Stated goal —
Here is a listing, set out below; repeat its lines from the one with "instance of the sky" to the last, both included, and leave out the pictures.

Information given —
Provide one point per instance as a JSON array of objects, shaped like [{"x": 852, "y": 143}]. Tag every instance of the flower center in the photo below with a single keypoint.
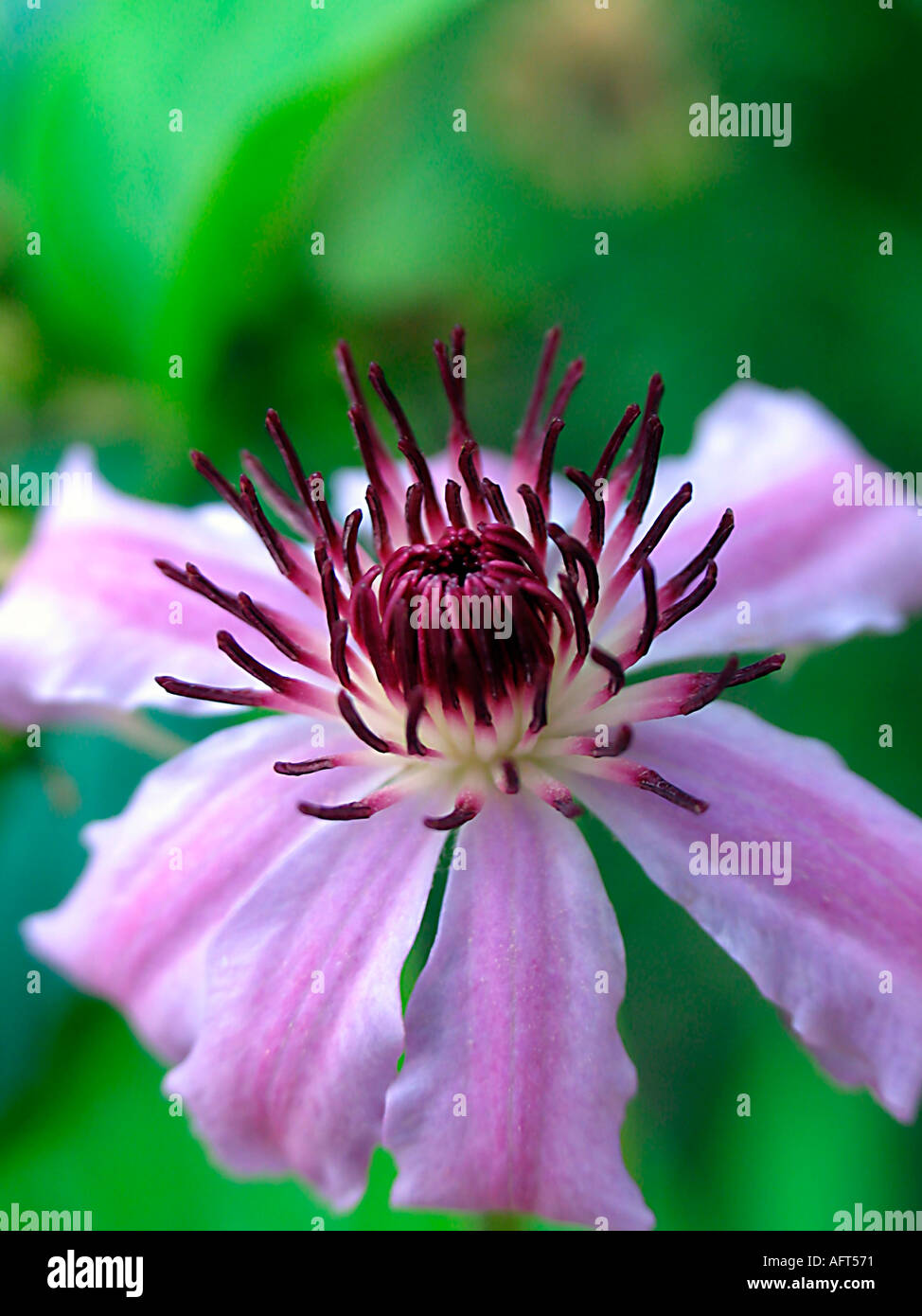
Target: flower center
[
  {"x": 467, "y": 618},
  {"x": 476, "y": 647}
]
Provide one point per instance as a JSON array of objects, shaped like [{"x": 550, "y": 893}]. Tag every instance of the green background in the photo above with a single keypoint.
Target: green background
[{"x": 340, "y": 120}]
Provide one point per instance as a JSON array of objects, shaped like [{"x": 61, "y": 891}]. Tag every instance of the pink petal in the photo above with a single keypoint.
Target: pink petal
[
  {"x": 851, "y": 912},
  {"x": 303, "y": 1029},
  {"x": 810, "y": 571},
  {"x": 508, "y": 1024},
  {"x": 199, "y": 833},
  {"x": 88, "y": 620}
]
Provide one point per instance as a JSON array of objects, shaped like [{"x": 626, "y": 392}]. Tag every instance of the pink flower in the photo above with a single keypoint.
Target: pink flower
[{"x": 465, "y": 667}]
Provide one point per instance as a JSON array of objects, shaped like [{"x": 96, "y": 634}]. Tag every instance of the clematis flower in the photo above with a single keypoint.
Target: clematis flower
[{"x": 471, "y": 660}]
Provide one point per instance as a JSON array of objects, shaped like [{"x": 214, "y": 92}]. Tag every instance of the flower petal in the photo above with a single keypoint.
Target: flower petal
[
  {"x": 810, "y": 571},
  {"x": 198, "y": 834},
  {"x": 88, "y": 620},
  {"x": 821, "y": 945},
  {"x": 516, "y": 1080},
  {"x": 304, "y": 1028}
]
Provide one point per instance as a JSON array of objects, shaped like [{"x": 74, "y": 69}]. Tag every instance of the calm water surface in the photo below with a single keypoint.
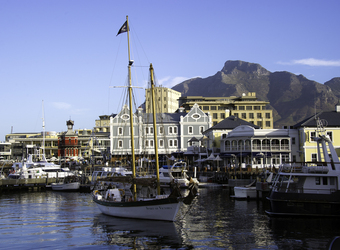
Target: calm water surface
[{"x": 55, "y": 220}]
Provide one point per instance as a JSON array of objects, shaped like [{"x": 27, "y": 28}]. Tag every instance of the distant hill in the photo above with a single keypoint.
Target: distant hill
[{"x": 292, "y": 97}]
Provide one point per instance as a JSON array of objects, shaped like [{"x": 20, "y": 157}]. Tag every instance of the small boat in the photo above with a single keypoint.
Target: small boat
[
  {"x": 36, "y": 166},
  {"x": 309, "y": 189},
  {"x": 176, "y": 173},
  {"x": 126, "y": 202},
  {"x": 245, "y": 192},
  {"x": 249, "y": 191},
  {"x": 67, "y": 184}
]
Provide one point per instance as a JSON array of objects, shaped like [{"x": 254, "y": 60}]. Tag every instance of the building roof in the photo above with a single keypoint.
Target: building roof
[
  {"x": 163, "y": 117},
  {"x": 231, "y": 122},
  {"x": 332, "y": 119}
]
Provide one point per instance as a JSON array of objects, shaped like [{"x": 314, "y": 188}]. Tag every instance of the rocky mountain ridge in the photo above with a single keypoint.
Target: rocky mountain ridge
[{"x": 292, "y": 97}]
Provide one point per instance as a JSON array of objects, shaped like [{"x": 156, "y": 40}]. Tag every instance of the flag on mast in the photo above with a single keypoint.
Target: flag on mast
[{"x": 123, "y": 28}]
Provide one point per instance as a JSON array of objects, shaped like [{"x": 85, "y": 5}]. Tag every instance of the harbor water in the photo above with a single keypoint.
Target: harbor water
[{"x": 57, "y": 220}]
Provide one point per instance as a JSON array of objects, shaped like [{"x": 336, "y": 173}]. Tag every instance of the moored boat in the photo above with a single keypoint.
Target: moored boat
[
  {"x": 311, "y": 189},
  {"x": 126, "y": 202}
]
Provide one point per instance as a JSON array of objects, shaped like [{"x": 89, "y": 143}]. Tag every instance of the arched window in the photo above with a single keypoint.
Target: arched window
[
  {"x": 227, "y": 145},
  {"x": 275, "y": 144}
]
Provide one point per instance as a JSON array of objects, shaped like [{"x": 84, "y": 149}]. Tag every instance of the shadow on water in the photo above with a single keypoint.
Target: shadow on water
[{"x": 136, "y": 234}]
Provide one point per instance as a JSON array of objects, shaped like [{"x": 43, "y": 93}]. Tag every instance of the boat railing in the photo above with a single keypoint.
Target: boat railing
[{"x": 293, "y": 188}]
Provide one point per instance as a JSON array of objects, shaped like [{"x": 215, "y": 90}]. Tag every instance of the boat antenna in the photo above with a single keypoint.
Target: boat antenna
[
  {"x": 154, "y": 126},
  {"x": 43, "y": 119}
]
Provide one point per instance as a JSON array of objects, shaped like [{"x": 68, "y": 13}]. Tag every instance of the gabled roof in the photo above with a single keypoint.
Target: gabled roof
[
  {"x": 332, "y": 119},
  {"x": 162, "y": 117},
  {"x": 230, "y": 123}
]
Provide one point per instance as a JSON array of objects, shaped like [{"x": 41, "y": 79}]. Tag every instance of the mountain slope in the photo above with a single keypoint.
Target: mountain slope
[{"x": 292, "y": 97}]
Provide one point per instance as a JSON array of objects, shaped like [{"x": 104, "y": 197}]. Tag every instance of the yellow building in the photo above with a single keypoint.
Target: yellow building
[
  {"x": 166, "y": 100},
  {"x": 308, "y": 129},
  {"x": 246, "y": 107}
]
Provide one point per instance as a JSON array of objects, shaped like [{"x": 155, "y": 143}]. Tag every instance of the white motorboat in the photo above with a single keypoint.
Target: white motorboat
[
  {"x": 61, "y": 186},
  {"x": 70, "y": 183},
  {"x": 36, "y": 166},
  {"x": 309, "y": 189},
  {"x": 249, "y": 191}
]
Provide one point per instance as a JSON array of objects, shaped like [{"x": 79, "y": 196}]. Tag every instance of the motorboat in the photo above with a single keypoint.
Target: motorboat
[
  {"x": 309, "y": 189},
  {"x": 176, "y": 173},
  {"x": 70, "y": 183},
  {"x": 249, "y": 191},
  {"x": 36, "y": 166}
]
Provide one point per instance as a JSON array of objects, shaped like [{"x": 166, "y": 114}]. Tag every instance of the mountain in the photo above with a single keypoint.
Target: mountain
[{"x": 292, "y": 97}]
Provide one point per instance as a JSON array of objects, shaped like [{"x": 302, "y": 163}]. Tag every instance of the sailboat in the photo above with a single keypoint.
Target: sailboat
[{"x": 120, "y": 202}]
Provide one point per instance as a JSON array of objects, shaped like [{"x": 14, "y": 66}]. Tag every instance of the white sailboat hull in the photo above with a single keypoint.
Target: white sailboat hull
[
  {"x": 149, "y": 210},
  {"x": 65, "y": 186}
]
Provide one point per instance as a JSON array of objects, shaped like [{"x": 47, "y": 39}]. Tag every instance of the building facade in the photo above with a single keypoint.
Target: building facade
[
  {"x": 166, "y": 100},
  {"x": 248, "y": 146},
  {"x": 245, "y": 107},
  {"x": 174, "y": 131},
  {"x": 308, "y": 129}
]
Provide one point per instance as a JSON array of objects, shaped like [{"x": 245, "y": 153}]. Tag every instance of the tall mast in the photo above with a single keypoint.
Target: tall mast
[
  {"x": 131, "y": 112},
  {"x": 154, "y": 126},
  {"x": 43, "y": 118}
]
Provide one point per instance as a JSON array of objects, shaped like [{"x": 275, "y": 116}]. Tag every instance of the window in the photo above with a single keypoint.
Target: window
[
  {"x": 317, "y": 180},
  {"x": 201, "y": 129},
  {"x": 314, "y": 158},
  {"x": 324, "y": 181},
  {"x": 190, "y": 130}
]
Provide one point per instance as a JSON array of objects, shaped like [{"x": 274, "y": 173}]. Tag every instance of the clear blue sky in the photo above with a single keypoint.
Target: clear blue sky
[{"x": 66, "y": 52}]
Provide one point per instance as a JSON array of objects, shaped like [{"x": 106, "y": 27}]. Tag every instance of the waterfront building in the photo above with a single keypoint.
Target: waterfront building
[
  {"x": 247, "y": 146},
  {"x": 5, "y": 151},
  {"x": 102, "y": 124},
  {"x": 166, "y": 100},
  {"x": 246, "y": 107},
  {"x": 307, "y": 130},
  {"x": 68, "y": 146},
  {"x": 174, "y": 131}
]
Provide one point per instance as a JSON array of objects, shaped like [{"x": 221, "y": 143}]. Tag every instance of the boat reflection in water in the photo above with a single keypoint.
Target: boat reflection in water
[{"x": 137, "y": 234}]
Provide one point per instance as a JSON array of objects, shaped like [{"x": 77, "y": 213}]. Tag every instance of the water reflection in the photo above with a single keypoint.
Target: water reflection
[{"x": 136, "y": 234}]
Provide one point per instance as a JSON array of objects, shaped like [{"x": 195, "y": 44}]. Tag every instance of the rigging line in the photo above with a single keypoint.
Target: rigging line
[{"x": 113, "y": 69}]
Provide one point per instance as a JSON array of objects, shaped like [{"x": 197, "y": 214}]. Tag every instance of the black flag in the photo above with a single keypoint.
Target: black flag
[{"x": 123, "y": 28}]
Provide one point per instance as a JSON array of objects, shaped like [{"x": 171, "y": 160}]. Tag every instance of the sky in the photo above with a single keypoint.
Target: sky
[{"x": 60, "y": 58}]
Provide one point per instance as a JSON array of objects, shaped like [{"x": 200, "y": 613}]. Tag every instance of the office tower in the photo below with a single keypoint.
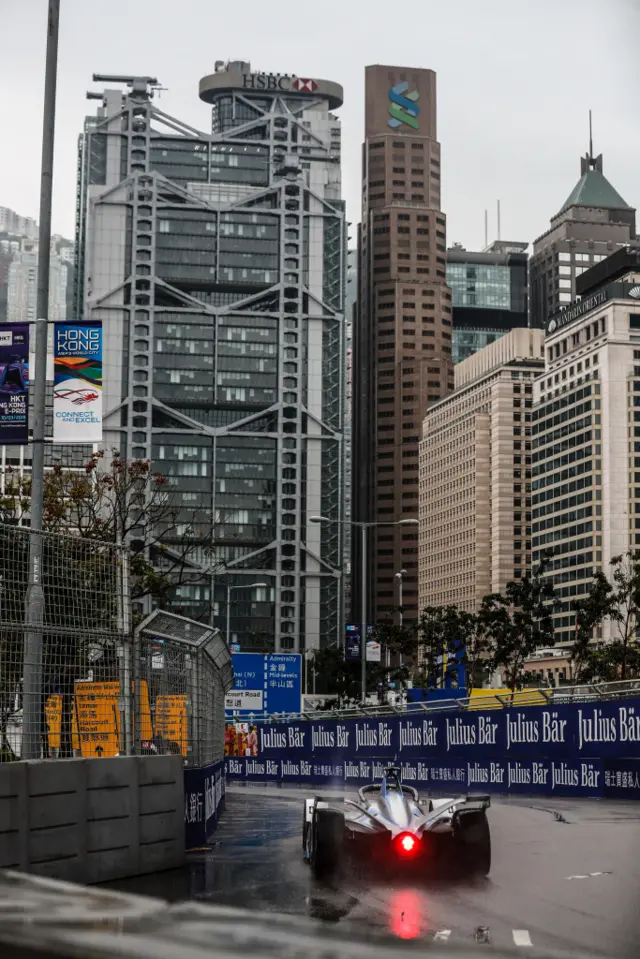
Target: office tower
[
  {"x": 216, "y": 262},
  {"x": 350, "y": 307},
  {"x": 592, "y": 223},
  {"x": 489, "y": 294},
  {"x": 475, "y": 475},
  {"x": 402, "y": 332},
  {"x": 12, "y": 222},
  {"x": 585, "y": 447},
  {"x": 23, "y": 286}
]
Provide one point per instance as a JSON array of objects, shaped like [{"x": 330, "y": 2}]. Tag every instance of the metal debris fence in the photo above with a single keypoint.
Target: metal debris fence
[{"x": 107, "y": 687}]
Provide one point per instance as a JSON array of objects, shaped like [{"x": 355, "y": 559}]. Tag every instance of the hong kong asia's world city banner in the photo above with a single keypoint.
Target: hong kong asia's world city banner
[{"x": 77, "y": 383}]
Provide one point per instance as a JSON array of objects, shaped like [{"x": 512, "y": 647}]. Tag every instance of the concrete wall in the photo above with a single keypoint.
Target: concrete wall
[{"x": 92, "y": 820}]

Answer to this problem —
Provide one point per instance as a JSON array of objects, shaped like [{"x": 171, "y": 160}]. Tag every instance of the sky in the photo above with a single keypoint.
Target: sky
[{"x": 60, "y": 58}]
Provide one point per instance as a JSON array of objects, shaped like [{"x": 200, "y": 613}]. Tag every instance of the office tower in the photo below with a single keypoint.
Target: office tower
[
  {"x": 216, "y": 262},
  {"x": 350, "y": 307},
  {"x": 592, "y": 223},
  {"x": 489, "y": 294},
  {"x": 475, "y": 475},
  {"x": 402, "y": 332},
  {"x": 12, "y": 222},
  {"x": 585, "y": 447},
  {"x": 23, "y": 286}
]
Provide one point per instance as a JSON array of objects, shaped like [{"x": 330, "y": 2}]. Tag every instance of the metal debris fence in the photo above with a single keypoint.
Target: metal debris fence
[{"x": 107, "y": 687}]
Provide one point per instance as a JSON array of objects, shaped like [{"x": 355, "y": 559}]. Tag every instance of the hong kong asia's world city banner in the photo above with a single keypoint.
Target: hong kong asia's world city banner
[{"x": 77, "y": 383}]
Provide one point per instance as a JSON array of objects, shaped like [{"x": 512, "y": 647}]. Tag every instance of the concrete wall in the photo above with a single keypoint.
Target: concrete wall
[{"x": 92, "y": 820}]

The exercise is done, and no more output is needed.